┌────────
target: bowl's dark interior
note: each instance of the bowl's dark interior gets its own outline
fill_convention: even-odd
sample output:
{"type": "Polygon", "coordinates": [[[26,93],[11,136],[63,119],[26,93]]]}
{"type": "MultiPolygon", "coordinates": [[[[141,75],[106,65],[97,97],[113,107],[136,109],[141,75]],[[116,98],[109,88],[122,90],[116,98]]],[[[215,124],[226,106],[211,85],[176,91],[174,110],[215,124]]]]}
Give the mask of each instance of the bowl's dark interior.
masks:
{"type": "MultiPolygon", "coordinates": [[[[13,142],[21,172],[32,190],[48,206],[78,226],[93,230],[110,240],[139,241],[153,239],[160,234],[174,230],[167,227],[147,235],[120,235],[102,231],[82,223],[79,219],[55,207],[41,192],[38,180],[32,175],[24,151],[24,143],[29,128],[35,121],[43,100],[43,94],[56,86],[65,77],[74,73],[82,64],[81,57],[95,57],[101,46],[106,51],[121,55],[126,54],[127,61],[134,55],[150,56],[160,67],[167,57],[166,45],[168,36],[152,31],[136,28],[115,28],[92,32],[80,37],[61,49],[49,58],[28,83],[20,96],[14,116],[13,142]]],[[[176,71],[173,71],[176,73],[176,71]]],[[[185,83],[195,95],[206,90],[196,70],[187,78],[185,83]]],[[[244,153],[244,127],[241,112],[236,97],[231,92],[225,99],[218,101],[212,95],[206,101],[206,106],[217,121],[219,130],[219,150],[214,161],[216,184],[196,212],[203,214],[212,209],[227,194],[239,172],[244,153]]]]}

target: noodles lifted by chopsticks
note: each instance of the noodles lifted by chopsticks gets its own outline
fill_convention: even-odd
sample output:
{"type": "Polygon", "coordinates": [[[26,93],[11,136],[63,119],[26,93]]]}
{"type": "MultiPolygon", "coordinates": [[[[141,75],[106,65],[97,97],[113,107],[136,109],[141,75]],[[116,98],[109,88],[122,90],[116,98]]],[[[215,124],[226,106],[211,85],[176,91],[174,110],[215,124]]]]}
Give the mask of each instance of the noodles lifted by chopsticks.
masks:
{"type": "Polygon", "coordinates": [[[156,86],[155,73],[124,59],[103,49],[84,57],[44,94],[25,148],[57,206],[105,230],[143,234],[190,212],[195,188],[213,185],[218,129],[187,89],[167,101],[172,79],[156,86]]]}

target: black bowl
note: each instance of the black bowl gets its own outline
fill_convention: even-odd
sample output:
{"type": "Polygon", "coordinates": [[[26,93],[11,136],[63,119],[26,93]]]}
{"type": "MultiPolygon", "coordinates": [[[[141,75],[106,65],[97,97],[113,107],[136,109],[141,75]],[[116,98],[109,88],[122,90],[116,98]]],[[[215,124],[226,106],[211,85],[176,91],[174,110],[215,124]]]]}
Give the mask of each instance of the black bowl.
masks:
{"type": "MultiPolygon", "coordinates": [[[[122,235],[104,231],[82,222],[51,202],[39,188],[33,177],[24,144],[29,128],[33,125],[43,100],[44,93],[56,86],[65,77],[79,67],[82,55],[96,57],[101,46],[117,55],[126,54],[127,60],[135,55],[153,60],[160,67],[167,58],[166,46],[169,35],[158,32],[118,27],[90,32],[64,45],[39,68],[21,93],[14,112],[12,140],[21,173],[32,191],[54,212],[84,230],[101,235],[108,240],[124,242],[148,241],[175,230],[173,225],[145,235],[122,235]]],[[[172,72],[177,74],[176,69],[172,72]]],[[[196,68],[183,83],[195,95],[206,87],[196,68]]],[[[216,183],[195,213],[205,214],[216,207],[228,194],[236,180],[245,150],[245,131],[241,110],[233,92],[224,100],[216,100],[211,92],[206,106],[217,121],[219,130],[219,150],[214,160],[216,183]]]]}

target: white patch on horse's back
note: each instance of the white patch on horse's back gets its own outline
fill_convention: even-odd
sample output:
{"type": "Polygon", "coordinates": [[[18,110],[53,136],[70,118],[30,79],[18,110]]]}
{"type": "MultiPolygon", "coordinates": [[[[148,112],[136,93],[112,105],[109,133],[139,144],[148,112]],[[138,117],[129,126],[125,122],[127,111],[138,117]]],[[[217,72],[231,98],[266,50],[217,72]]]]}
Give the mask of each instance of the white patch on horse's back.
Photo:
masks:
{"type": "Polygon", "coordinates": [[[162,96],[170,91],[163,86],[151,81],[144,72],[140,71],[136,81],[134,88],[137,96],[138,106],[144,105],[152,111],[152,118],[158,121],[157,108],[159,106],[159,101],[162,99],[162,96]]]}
└────────
PROBLEM DETAILS :: Take every line from the one containing "target: white patch on horse's back" to the end of the listing and output it exactly, with nothing else.

REPLY ::
target: white patch on horse's back
note: each instance of the white patch on horse's back gets its own outline
fill_convention: even-odd
sample output:
{"type": "Polygon", "coordinates": [[[18,110],[53,136],[70,118],[30,79],[18,110]]]}
{"type": "MultiPolygon", "coordinates": [[[[148,112],[136,93],[112,105],[109,133],[139,144],[148,112]],[[138,117],[129,126],[125,122],[127,111],[138,117]]],[[[217,72],[231,98],[266,50],[217,72]]]]}
Give the mask of each instance of the white patch on horse's back.
Photo:
masks:
{"type": "Polygon", "coordinates": [[[162,96],[170,91],[163,86],[151,81],[144,72],[140,71],[136,81],[134,88],[137,96],[138,106],[144,105],[152,111],[152,118],[158,121],[157,108],[159,106],[159,101],[162,99],[162,96]]]}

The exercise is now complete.